> [RECORD LIST]
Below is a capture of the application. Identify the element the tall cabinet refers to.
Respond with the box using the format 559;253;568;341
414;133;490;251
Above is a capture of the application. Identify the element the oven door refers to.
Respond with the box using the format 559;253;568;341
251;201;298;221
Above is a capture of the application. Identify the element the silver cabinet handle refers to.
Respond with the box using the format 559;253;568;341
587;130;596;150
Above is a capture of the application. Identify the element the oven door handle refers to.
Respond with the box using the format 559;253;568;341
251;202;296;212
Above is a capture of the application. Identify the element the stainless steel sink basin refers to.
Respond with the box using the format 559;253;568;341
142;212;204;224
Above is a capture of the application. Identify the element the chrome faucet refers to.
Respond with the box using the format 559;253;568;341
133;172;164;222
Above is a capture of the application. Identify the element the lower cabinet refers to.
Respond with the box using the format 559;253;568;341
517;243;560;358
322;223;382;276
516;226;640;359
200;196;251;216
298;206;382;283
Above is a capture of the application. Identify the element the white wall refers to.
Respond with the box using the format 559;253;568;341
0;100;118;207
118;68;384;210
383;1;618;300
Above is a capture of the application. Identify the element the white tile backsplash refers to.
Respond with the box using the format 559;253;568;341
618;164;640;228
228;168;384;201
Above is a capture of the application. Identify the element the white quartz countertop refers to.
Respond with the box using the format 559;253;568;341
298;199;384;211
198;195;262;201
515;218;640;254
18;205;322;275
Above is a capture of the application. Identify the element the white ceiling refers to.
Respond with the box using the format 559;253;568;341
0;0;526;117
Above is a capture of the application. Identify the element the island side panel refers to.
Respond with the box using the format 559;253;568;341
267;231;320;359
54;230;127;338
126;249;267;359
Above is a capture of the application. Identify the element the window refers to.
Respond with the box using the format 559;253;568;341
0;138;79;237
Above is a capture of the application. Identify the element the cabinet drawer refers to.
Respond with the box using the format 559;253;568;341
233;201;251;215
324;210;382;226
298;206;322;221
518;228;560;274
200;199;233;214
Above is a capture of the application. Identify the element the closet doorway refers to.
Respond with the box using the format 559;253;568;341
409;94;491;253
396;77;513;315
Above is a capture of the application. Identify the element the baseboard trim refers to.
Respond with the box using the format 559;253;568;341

> [WHAT TO WORK ON] Edit the items above so that every "Respond with the box" becomes "Reply with the bounding box", and leave everything else the same.

> [SOLUTION]
Below is a capture of the application. Identify the element the tall cabinet refers to.
Reply with the bounding box using the format 559;253;568;341
414;133;490;251
Above is a capture of the application. Identify the element the oven door refers to.
Reply with the bounding box using the format 559;253;568;341
251;201;298;221
Above is a capture of the application. Identify the element the silver cabinet handle refers to.
Reply with the bounding box using the format 559;253;568;341
587;130;596;150
Above is a capture of the application. Identify the element the oven door handle refers to.
Reply with the bounding box using the format 559;253;568;341
251;202;296;212
Above is a capture of the application. Identify the element the stainless steel sink basin refers to.
Reply with the bounding box using the format 559;253;568;341
142;212;204;224
Above is a capture of the application. Identify the element the chrome faucet refers to.
Reply with the bounding box using the format 559;253;568;341
133;172;164;222
Above is a capture of the application. Identify the element the lower cabinet refers to.
Reply with the bounding box using the format 559;253;568;341
517;243;560;358
322;223;382;276
516;226;640;359
200;196;251;216
298;206;382;283
Above is a capture of the application. Identify the element the white wall refers to.
Reply with the bounding box using the format 559;253;568;341
0;100;118;207
118;68;384;210
383;1;618;300
Above is a capture of the application. Identify the element the white tile backsplash refers to.
Reply with the bounding box using the format 559;253;568;341
618;164;640;228
228;168;384;201
Above is a capture of the application. Identify the element the white quartz countertop refers to.
Reply with the bounding box using the format 559;253;568;341
298;199;384;211
198;195;262;201
515;218;640;254
18;205;322;275
Above is a capture of the application. Identify the element the white ceiling refers to.
Reply with the bounding box using the format 559;253;568;341
0;0;526;117
Above is a capture of the application. Identify the element the island side panel refers to.
Reply with the bounding box using the format 559;253;568;341
267;231;320;359
54;230;127;338
126;249;267;359
Above is a capture of the application. Identify the element the window refers to.
Reply with the bounding box using the format 559;253;568;341
0;138;79;237
Above is a capture of the application. Identify the element the cabinet drawer refers to.
Reply with the bounding box using the format 559;253;568;341
233;201;251;215
324;210;382;226
298;206;322;221
518;228;560;274
200;199;233;214
Above is a capture of the application. Identify the element the closet doorway refers to.
Reply with the bounding box using the format 559;253;568;341
409;94;491;253
396;77;513;315
Above is a capture of the application. Identify the element the baseboard trim refers to.
Reply with the bounding box using the format 559;253;568;341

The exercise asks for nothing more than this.